● Goal 1
Return each line of the records below that contains the string "black". Case counts.

● Document passage
■ ■ ■ ■

10.5. Consents and Estoppels. Seller shall not be responsible for any costs and fees required to be paid in connection with obtaining
any necessary third-party consents to the assignment of (i) the Service Contracts (that are not Rejected Service Contracts which shall be terminated at or prior to Closing, and for which no consents shall be required), (ii) the Leases, or
(iii) any other agreements affecting the Hotel, or any costs and fees associated with obtaining any estoppels from such parties under the foregoing agreements as Buyer shall require in its sole discretion. Buyer acknowledges and agrees that it
may not be possible to obtain all such consents and estoppels prior to the Closing, and obtaining such consents and estoppels shall not be a condition precedent to Buyer’s obligations under this Agreement, including, without limitation,
Buyer’s obligation to purchase the Hotel, and Buyer shall remain fully obligated to perform all of its obligations hereunder and to close this transaction even if such consents and estoppels have not been obtained prior to the Closing for any
reason whatsoever.

■ ■ ■ ■

● Goal 2
In the passage on consents and estoppels, which party is not responsible for the costs and fees of obtaining third-party consents?

■ ■ ■ ■

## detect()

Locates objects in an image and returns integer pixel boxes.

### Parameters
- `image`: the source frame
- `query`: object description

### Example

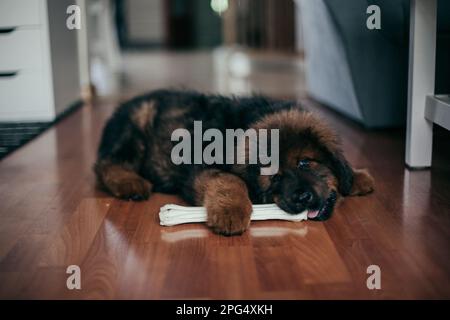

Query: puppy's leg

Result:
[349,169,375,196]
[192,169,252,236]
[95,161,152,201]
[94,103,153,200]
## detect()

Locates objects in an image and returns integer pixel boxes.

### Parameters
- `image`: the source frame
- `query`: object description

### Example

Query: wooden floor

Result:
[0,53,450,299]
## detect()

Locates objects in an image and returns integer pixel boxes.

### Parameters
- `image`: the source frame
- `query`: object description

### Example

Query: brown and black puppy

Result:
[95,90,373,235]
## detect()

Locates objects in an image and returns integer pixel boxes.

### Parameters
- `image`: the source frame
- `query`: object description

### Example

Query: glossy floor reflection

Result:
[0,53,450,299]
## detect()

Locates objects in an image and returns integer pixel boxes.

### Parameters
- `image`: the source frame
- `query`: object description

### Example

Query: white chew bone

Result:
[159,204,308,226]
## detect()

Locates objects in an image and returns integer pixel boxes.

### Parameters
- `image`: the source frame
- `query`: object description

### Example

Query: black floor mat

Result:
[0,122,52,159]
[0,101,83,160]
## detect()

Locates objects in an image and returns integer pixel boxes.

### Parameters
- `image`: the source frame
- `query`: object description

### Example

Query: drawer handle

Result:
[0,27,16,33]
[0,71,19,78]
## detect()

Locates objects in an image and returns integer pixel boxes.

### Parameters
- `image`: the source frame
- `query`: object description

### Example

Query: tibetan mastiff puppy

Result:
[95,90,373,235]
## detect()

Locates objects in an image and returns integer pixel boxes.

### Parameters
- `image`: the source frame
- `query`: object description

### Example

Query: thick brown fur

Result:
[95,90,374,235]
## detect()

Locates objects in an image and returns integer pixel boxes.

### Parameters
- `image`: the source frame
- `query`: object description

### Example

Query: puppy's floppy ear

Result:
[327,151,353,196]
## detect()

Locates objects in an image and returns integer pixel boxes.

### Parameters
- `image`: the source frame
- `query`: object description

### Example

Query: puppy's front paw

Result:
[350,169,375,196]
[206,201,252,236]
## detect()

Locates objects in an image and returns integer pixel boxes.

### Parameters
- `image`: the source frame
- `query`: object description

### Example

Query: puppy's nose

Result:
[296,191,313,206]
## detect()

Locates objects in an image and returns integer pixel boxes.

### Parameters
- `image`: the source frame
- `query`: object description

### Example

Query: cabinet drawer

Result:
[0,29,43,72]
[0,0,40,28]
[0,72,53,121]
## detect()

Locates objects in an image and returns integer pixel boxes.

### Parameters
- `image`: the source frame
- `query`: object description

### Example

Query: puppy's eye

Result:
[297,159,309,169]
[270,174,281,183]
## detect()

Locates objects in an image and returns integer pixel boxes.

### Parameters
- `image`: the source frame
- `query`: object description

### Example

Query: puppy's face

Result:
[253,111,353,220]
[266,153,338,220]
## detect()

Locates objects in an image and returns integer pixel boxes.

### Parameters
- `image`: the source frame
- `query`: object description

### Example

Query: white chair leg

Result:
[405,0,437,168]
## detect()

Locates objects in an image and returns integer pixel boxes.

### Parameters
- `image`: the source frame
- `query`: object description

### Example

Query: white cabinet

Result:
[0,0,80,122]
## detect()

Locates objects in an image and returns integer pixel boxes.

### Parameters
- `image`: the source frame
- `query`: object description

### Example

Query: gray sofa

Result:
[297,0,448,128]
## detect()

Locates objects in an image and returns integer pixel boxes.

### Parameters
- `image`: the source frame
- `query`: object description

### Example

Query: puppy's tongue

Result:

■ ■ ■ ■

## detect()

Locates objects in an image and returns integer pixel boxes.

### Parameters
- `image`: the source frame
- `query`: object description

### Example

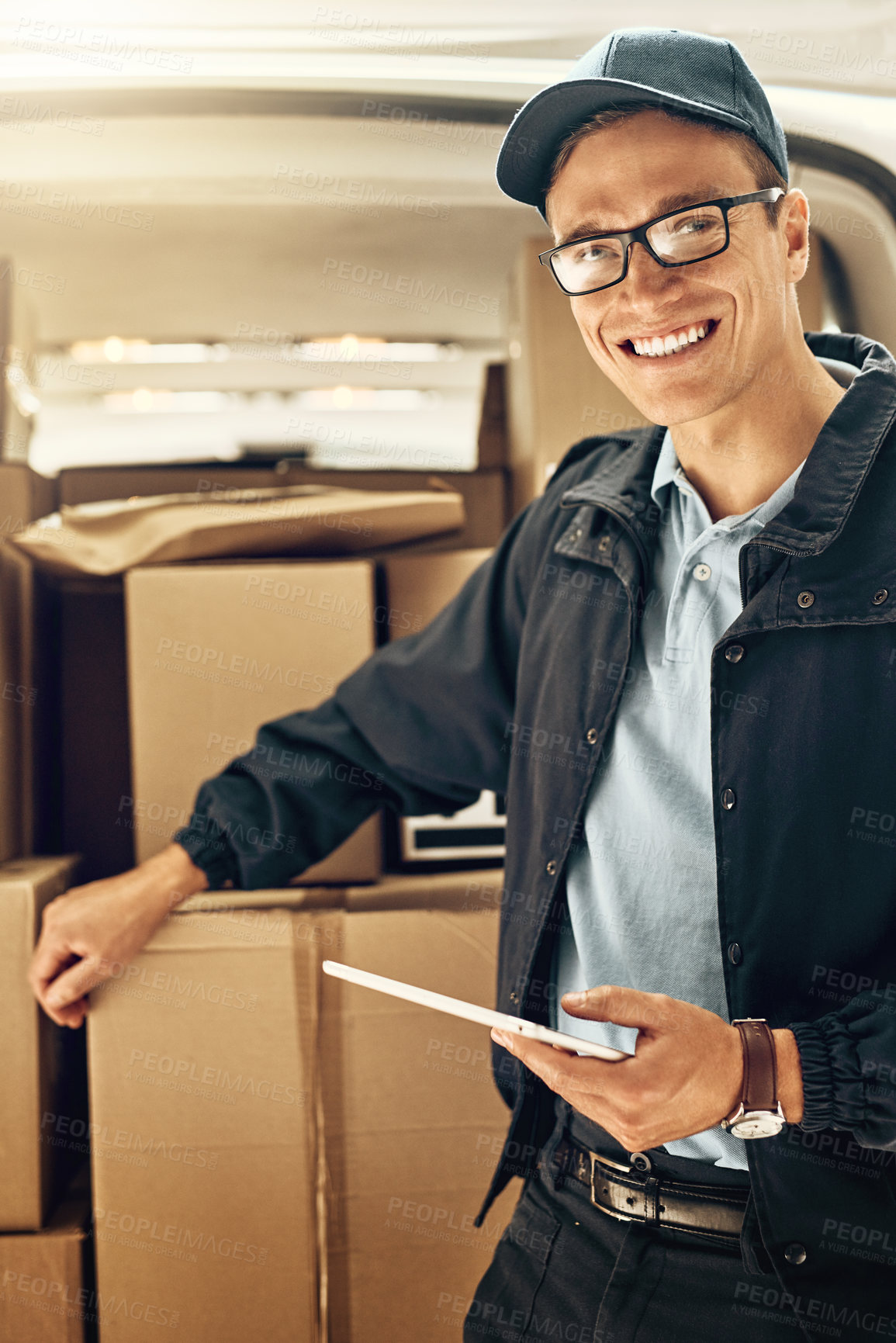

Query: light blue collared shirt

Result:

■ ■ ■ ■

● Written solution 1
Query: brown and black puppy
Query: black floor mat

● Written solution 2
The Seller.